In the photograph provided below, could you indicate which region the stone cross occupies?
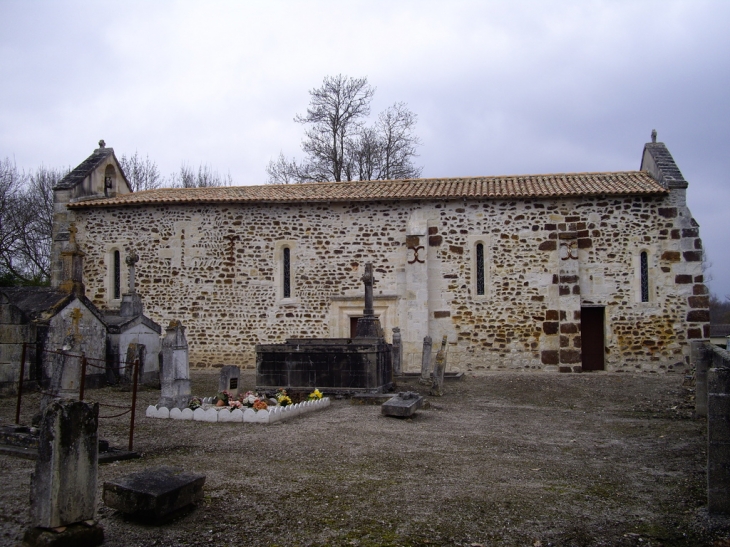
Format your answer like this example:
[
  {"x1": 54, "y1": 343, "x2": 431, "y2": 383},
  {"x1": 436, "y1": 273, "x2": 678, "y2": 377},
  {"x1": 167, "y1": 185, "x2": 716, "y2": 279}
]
[
  {"x1": 125, "y1": 248, "x2": 139, "y2": 294},
  {"x1": 361, "y1": 262, "x2": 375, "y2": 317},
  {"x1": 68, "y1": 223, "x2": 78, "y2": 245}
]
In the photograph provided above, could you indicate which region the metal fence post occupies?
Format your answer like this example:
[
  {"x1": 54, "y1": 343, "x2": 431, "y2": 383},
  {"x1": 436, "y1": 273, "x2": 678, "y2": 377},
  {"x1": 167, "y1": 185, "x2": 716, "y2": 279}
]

■ Task item ■
Your task is a word-for-word transcription of the entries, leaving out all pictures.

■ Solution to this problem ■
In the photograph provided below, could you indicate which region the stone cross occupies?
Format your answer like this example:
[
  {"x1": 54, "y1": 343, "x2": 431, "y2": 383},
  {"x1": 436, "y1": 273, "x2": 678, "y2": 377},
  {"x1": 167, "y1": 185, "x2": 716, "y2": 279}
]
[
  {"x1": 125, "y1": 248, "x2": 139, "y2": 294},
  {"x1": 361, "y1": 262, "x2": 375, "y2": 317},
  {"x1": 68, "y1": 223, "x2": 78, "y2": 245}
]
In the photograph provided above, could you indicate which region the metal fence post occupies?
Format your answer like this example:
[
  {"x1": 54, "y1": 343, "x2": 431, "y2": 383},
  {"x1": 436, "y1": 273, "x2": 678, "y2": 377},
  {"x1": 167, "y1": 185, "x2": 716, "y2": 279}
]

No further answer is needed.